Exercise instructions
Please copy every line of the entries below word for word, leaving out the pictures.

Dataset rows
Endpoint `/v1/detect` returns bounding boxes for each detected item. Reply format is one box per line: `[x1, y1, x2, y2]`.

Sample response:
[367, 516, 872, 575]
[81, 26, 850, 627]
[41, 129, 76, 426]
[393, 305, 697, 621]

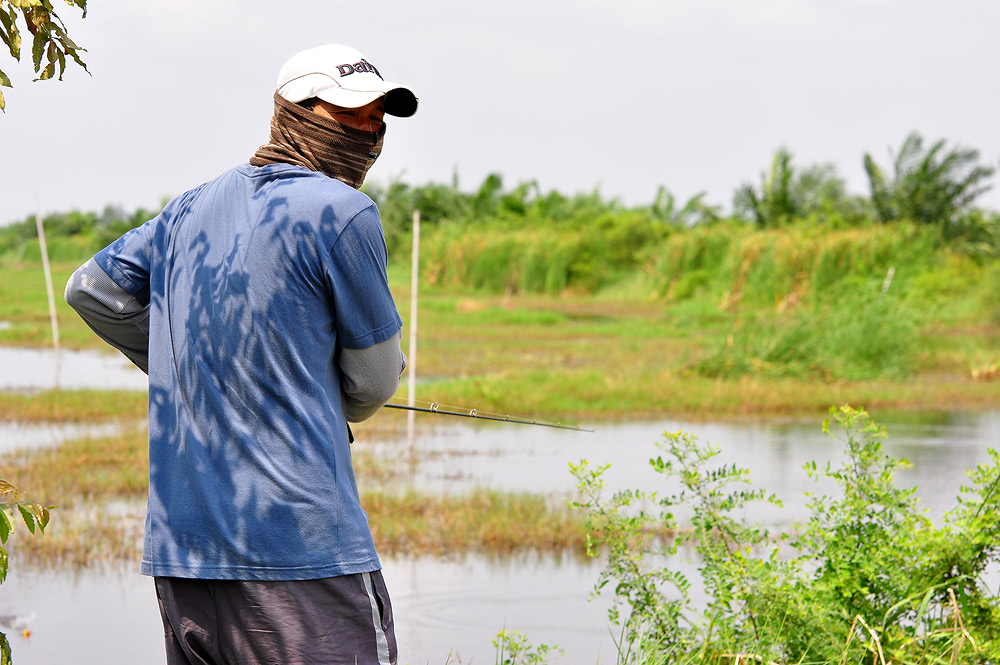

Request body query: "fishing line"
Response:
[385, 400, 594, 432]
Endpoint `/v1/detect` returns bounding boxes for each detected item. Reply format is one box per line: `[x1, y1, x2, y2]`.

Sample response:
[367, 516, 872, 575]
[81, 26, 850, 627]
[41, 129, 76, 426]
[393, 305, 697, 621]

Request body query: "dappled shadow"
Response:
[143, 174, 386, 579]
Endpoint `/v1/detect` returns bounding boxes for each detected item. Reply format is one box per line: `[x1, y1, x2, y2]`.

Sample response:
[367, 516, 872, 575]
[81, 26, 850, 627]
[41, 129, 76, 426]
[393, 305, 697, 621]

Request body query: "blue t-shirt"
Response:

Solution to the exercise
Endpoint `/v1/detect` returns bounding boxes for each detected item. Reply format is one box per line: `[x1, y1, x2, y2]`.

Sample response:
[367, 516, 872, 575]
[81, 26, 850, 627]
[41, 129, 76, 426]
[393, 305, 697, 621]


Request body query: "fishing line"
Response:
[385, 400, 594, 432]
Endpoint `/v1/detect` returns bounding boxes for each detected item. Reply format is one box per line: `[x1, y1, x2, y2]`.

Sample response:
[367, 516, 872, 575]
[81, 26, 850, 627]
[41, 129, 76, 426]
[393, 305, 697, 621]

Request body query: "dappled shadow"
Response:
[143, 174, 386, 579]
Endpoint `/v1/detect` returns bounding boxes for each detected item. Reply format is one box per line: `[x1, y1, x2, y2]`.

Sample response:
[367, 516, 872, 575]
[81, 26, 850, 627]
[41, 129, 76, 426]
[393, 305, 697, 621]

Request body query: "blue t-shirt"
Response:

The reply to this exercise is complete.